TASK DESCRIPTION:
Your task is to transcribe all of the data below exactly, omitting the images.

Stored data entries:
Content starts
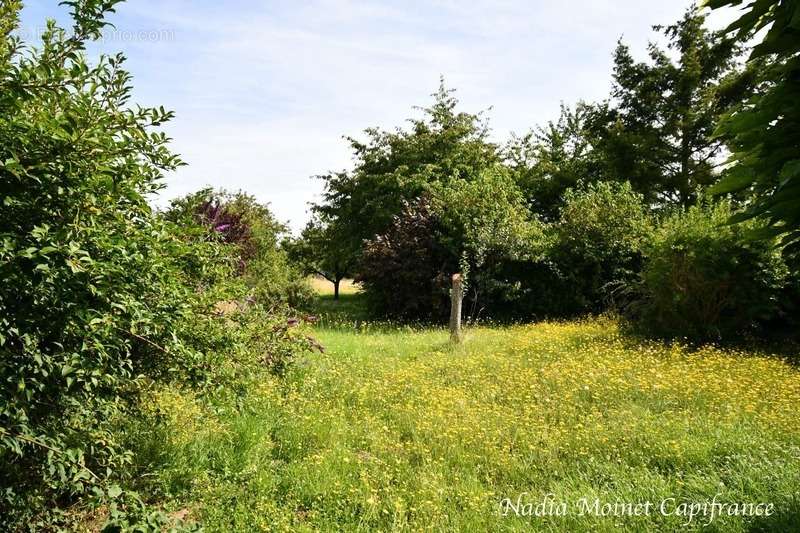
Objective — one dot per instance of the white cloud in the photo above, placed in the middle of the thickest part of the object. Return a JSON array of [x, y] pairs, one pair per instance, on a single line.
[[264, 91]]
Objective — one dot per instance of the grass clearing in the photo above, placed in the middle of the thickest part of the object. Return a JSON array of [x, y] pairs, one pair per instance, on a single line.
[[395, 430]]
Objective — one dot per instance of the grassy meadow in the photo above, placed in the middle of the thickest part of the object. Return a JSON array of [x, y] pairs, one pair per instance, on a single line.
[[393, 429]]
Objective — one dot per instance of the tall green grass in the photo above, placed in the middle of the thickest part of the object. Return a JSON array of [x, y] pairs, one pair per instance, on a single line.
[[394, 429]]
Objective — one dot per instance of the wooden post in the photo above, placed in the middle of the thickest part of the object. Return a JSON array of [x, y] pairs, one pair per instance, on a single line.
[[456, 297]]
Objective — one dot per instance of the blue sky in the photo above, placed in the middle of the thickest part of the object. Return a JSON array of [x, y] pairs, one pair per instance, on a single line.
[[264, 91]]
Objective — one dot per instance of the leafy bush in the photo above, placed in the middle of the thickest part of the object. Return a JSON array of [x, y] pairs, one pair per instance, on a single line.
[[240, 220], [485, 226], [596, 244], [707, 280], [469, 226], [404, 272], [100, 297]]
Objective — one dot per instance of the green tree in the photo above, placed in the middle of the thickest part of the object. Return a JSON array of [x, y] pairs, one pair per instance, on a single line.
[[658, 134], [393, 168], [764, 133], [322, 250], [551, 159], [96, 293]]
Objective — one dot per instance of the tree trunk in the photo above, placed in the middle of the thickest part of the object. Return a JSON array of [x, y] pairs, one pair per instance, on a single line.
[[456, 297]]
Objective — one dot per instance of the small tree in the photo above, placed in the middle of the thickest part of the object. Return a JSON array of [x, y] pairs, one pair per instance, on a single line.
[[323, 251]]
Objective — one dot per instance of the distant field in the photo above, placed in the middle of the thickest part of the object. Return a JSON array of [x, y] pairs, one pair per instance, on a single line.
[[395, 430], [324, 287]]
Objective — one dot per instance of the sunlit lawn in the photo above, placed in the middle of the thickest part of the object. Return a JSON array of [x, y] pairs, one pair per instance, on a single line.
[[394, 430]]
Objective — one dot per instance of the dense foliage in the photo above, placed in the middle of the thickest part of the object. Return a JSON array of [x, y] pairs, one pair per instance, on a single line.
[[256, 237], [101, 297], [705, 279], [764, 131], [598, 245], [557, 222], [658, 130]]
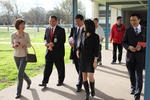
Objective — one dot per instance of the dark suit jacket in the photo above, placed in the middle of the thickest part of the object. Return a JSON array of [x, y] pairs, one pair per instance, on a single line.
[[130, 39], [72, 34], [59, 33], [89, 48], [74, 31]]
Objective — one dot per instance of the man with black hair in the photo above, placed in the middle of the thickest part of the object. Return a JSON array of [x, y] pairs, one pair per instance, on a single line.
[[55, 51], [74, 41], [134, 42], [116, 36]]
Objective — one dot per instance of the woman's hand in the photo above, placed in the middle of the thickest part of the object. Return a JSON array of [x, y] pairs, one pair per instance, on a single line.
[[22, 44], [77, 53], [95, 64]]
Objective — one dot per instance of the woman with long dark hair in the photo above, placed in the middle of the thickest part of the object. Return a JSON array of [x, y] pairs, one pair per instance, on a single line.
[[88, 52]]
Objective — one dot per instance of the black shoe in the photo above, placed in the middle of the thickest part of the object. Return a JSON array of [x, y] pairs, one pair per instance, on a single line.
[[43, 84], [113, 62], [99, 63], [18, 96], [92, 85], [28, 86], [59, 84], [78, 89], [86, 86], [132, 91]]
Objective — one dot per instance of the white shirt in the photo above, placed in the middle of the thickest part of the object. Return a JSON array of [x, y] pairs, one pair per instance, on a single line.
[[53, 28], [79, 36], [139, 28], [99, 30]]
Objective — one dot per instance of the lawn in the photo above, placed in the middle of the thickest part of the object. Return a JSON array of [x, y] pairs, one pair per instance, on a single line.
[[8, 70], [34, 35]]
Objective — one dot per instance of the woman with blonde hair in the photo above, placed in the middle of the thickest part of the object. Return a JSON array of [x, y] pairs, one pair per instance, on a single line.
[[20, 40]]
Content ends
OUTPUT FOR THIS EXERCISE:
Objective — one dot per instance of the white cloud in the photo above, placed in the middle of the thickest part of the object. Return a JSON array of [x, y] pairs, one pair per instance, on a single line.
[[264, 91]]
Objective — one dot per instance of the grass clearing in the photo above, placed in the middle of the thickest part of the object. Return a JSON array of [x, y] pairs, one pair per instance, on a single line.
[[395, 430]]
Objective — one dot per instance of the grassy meadow in the photo above, placed in the middle of the thickest part of the object. Return a JSON array of [x, y] pairs, one pair per instance, on a single line.
[[393, 429]]
Objective — one dot per instance of the tall green grass in the photo above, placed in the middle of the thickest part of the object. Return a JSON array of [x, y] pairs, one pair per instance, on a single line.
[[394, 429]]
Objective — one dot per instance of the wooden post in the photo above, placed in the middle of the thickest part of the object. Return a JSON array of [x, y] pairs, one pair per instance, on a single line.
[[456, 297]]
Objective — one dot per instance of the blue sky in the photo above, placed in the middle of the thickest part of the object. Return a JSON array of [x, y] pairs, one pair per instance, on a single line.
[[264, 91]]
Objective — one dot per instance of the leafy bush in the photo above, placed in the middle of the thickest part of the object. Return a JSON array of [x, y] pairs, one pair per instance, on a single line.
[[240, 220], [485, 226], [596, 244], [707, 280], [469, 226], [404, 272], [100, 297]]
Objective — one dot per instance of the green tree in the photo above, placed in the middle of the thickest part of the object. Return a JSON array of [x, y] pairs, one pair per instance, on a single line.
[[658, 134], [393, 168], [764, 133], [322, 250], [551, 159], [96, 293]]
Objective — one dot per instance of the tree trunk in the photo above, placed in the middle of the thickest part of the object. Return a JSON array of [x, y] pairs, one pair per instance, on a single line.
[[456, 297]]
Objective — one dot per instance of the small tree in the photo above, placed in the middle of the thickest part of the object. Return a JSON array of [x, y] pairs, one pair per instance, on a single line.
[[323, 251]]
Objective — one dot per instance of the distant field in the photo above, placed in the middle of the thickest part of the object. Return a JSON array of [x, y] pairs, one pair per instance, on a single line.
[[395, 430], [324, 287]]
Objective — one dot per instance of the sunlit lawn in the photo above, placed in the middle of the thickest part of the object. Return a JSON array of [x, y] pairs, one pair per instance, on a single line.
[[394, 430]]
Objective — one dot per instance of the dense foliage in the photo above, placed in the middle of the thickest part of the object. Return a JSON array of [x, y] pairs, one pair per instance, on a single line.
[[256, 237], [101, 297], [705, 279], [764, 131], [598, 245], [557, 222], [658, 130]]
Objective — one dot per instance of the dark suit jacket in the photo above, placed in the middle of the thickest part of the object. Return a JSON array of [x, y] pairs, one pair per instance, on a single line.
[[130, 39], [72, 34], [59, 33], [89, 48], [74, 31]]
Objective — one dot per instance of the man with black hair in the photo above, placed in the middle of the thickest part of the object. Return a JSON array of [x, y] pairs, one pair per instance, on a single line.
[[55, 51], [74, 41], [134, 42], [116, 36]]
Objective — one dot per instance of the woman's hand in the photo above, placed in the middle of the thickest part of the object. Return a JSON array of [x, y] pairs, one pair per instance, on a single line.
[[22, 44], [77, 53], [95, 64]]
Objective — one dot per instance of the woman with long dark hair in the photo above, placed in the middle of the thickest part of the object. Return a JSON array of [x, y] pairs, one pair per instance, on a single line.
[[88, 52]]
Objective — one dot per instance of the black shoe in the photo above, placed in the middle of the thickest part of the object. Return a JSON array of [x, y] pairs, one pair per instance, on a single line.
[[43, 84], [113, 62], [99, 63], [18, 96], [92, 85], [28, 86], [59, 84], [78, 89], [86, 86], [132, 91]]
Objective — one dot per instance of the white shirt in the photo above, placed in the middle of the thickest part of the object. Return a JSON array of [x, y] pairs, one pair per instance, on a single line.
[[53, 28], [79, 36], [139, 28], [99, 30]]
Objective — one dot per instance of the lawn in the photo above, placed in the middle of the thickest part of the object. Return a JSON array of [x, y] pairs, one pair per instance, on a single line.
[[8, 70], [34, 35]]
Objective — one dot per instance of the woman with blonde hair in the photo above, placed in the middle of the thickest part of the object. Return a JSON array of [x, y] pairs, one pair per instance, on a single line.
[[20, 40]]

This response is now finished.